*TUGAS LATIHAN*
1) Menurut bagian teks, melalui jalur apa agama Islam masuk ke bagian pesisir Tanah Batak?
2) Dalam bagian teks, keadaan pada zaman Pidari digambarkan lewat kutipan dari catatan J. Sihombing. Sebutkan semua kejadian yang diuraikan dalam kutipan itu.

*BAGIAN TEKS*
= = =

Kamis, 26 Desember 2019

SEJARAH MASUKNYA AGAMA ISLAM DI TANAH B ATAK


Sejarah masuknya Agama Islam di Tanah Batak
Oleh: Pdt MSM Panjaitan, MTh

                Sebelum Kekristenan datang,  agama Islam telah lebih dulu memasuki Tanah Batak, yakni di bagian pesisir dan bagian Selatan yang berbatasan dengan daerah Minangkabau ( Sumatera barat).  Ke bagian pesisir, seperti daerah Asahan, di mana penduduknya telah banyak orang-orang Batak yang berserak dari dari daerah Toba, Islam masuk melalui jalur perdagangan,  sedangkan ke bagian Selatan, Islam masuk melalui gerakan Islam yang dilakukan oleh tentera Paderi dari daerah Minangkabau tahun 1820 an.
                Usaha pengislaman yang dilakukan oleh kaum Paderi, sebenarnya juga  dicoba sampai ke daerah Tapanuli Utara,  yang dipimpin oleh Tuanku Rao. Banyak yang mengatakan bahwa Tuanku Rao adalah Sipongki Nangolngolan, yakni kemanakan dari Sisingamangaraja X sendiri, yang sebelumnya dianggap telah meninggal, karena dia telah pernah dibuang oleh pamannya dalam keadaan hidup di dalam sebuah peti ke Danau Toba, dengan harapanan dia akan mati di sana. Ternyata dia dibawa oleh arus air Danau Toba dan terhampar di tepi sungai Asahan di Narumonda Porsea, dan diselamatkan oleh masyarakat setempat. Kemudian Si Pongki Nangolngolan pergi kedaerah Minangkabau, tinggal di daerah Rao. Dia hidup bersama masyarakat setempat dan bergabung dengan Kelompok Tuanku Imam Bonjol, dalam menentang kehadiran kolonial Belanda di sana. Dia yang sudah menganut agama Islam pada waktu itu, karena keberaniannya yang luar biasa diangkat oleh masyarakat setempat sebagai pemimpin mereka dalam menentang Belanda. Karena itulah maka banyak orang mengatakan bahwa dialah yang dikenal sebagai Tuanku Rao  yang pernah  memimpin tentera Paderi menyerbu  ke Tanah Batak untuk memperluas missi Islam  ke Tanah Batak, yang dimulai dari Tapanuli bagian Selatan yang masih dekat dengan daerah Minangkau Sumatera Barat. Dalam Sejarah Batak, masa penyerbuan  kaum Paderi ini dikenal dengan “zaman Pidari’, yakni suatu zaman yang sangat suram dan mengerikan sekali. Dalam catatan yang ditulis oleh J. Sihombing ( Sejarah Saratus Taon HKBP, hal. 11), keadaan pada masa itu digambarkan sebagai berikut:
         “Rumah-rumah dibakar, ternak-ternak dihabiskan dan dimusnahkan, serta harta benda penduduk setempat dirampas. Orang banyak terpaksa mengungsi ke hutan, sedangkan mulut anak-anak disumbat dengan kain, supaya suaranya jangan terdengar. Setiap orang yang ditemukan dipaksa untuk masuk menjadi Islam, kalau tidak diangkut dari dari sana untuk dijadikan budak”.

= = =

*BARIS DATA*
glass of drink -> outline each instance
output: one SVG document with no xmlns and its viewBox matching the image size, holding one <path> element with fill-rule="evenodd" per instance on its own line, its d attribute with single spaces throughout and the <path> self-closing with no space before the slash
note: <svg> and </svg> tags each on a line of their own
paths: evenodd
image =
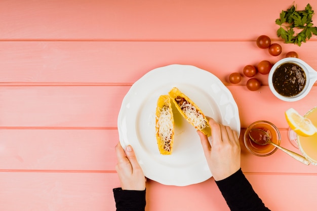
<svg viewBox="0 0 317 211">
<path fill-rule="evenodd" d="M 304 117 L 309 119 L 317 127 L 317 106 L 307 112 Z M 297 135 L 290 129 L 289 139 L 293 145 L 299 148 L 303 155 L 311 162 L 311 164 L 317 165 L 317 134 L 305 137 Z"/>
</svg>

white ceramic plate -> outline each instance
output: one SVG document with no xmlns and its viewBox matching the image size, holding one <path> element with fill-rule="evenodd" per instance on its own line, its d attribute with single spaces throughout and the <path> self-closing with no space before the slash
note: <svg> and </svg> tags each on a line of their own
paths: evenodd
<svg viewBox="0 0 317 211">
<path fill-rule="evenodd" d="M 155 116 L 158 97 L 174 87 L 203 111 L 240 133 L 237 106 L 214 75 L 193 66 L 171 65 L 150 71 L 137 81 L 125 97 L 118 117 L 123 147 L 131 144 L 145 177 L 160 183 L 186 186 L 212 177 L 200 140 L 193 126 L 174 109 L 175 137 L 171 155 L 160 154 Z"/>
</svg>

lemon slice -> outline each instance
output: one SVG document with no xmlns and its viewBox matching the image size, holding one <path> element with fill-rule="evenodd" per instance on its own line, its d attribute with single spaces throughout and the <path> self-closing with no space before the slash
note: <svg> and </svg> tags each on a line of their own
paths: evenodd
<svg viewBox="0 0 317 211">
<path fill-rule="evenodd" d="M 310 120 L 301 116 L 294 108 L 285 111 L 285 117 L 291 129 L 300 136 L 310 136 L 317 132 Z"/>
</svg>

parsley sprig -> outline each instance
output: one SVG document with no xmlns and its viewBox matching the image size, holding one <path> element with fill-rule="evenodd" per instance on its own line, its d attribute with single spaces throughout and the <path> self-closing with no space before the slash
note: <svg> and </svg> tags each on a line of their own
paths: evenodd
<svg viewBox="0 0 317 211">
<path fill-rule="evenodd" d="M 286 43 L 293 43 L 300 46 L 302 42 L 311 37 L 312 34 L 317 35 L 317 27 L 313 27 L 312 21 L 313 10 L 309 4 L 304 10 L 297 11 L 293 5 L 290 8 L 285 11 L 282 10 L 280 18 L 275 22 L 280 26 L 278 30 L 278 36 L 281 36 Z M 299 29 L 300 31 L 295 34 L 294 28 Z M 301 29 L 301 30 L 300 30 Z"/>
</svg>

= = =

*JAWABAN TIAP TUGAS*
1) Agama Islam masuk ke bagian pesisir Tanah Batak melalui jalur perdagangan.

2)
1. Rumah-rumah dibakar.
2. Ternak dihabiskan dan dimusnahkan.
3. Harta benda penduduk setempat dirampas.
4. Orang banyak terpaksa mengungsi ke hutan.
5. Mulut anak-anak disumbat dengan kain supaya suaranya tidak terdengar.
6. Setiap orang yang ditemukan dipaksa masuk Islam. Jika tidak mau, orang itu diangkut untuk dijadikan budak.